→ **PROBLEM REQUIREMENTS**: Please return every line of the records below that holds the word "Target".

→ **RECORDS SHOWN**:
⟨
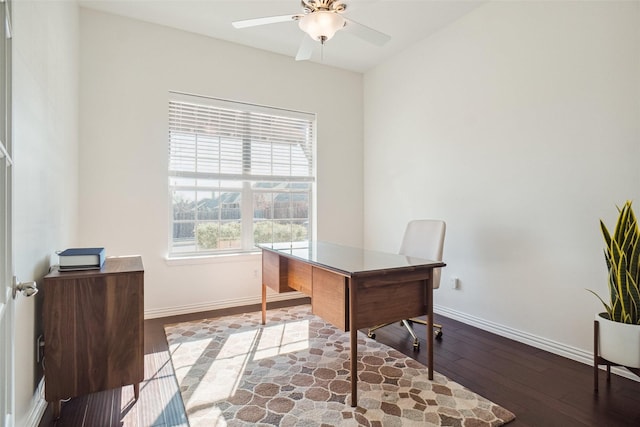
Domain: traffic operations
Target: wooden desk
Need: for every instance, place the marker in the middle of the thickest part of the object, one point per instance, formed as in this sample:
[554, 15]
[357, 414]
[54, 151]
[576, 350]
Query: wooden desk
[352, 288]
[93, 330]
⟩
⟨
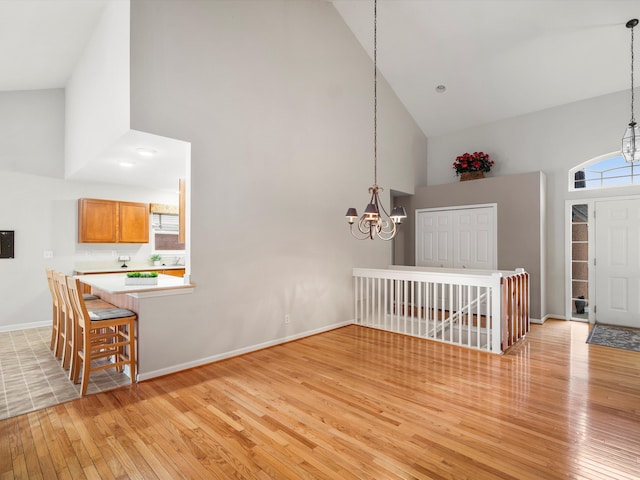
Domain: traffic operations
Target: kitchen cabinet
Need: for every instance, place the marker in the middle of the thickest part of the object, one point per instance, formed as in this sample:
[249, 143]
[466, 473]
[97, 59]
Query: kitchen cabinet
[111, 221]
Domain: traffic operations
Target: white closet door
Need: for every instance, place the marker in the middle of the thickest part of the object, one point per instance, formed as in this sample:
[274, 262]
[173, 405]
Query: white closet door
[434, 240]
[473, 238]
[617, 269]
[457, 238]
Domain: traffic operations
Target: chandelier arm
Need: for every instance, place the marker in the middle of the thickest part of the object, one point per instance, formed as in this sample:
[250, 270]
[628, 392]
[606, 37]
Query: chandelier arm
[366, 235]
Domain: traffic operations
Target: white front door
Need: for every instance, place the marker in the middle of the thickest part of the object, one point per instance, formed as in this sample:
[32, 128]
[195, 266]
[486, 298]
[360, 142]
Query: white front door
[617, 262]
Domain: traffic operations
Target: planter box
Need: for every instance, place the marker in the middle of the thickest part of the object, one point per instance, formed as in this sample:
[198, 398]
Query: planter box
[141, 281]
⟩
→ **COMPLETED EXERCISE**:
Target: wooden desk
Target: kitchen cabinet
Target: white closet door
Target: chandelier arm
Target: white front door
Target: planter box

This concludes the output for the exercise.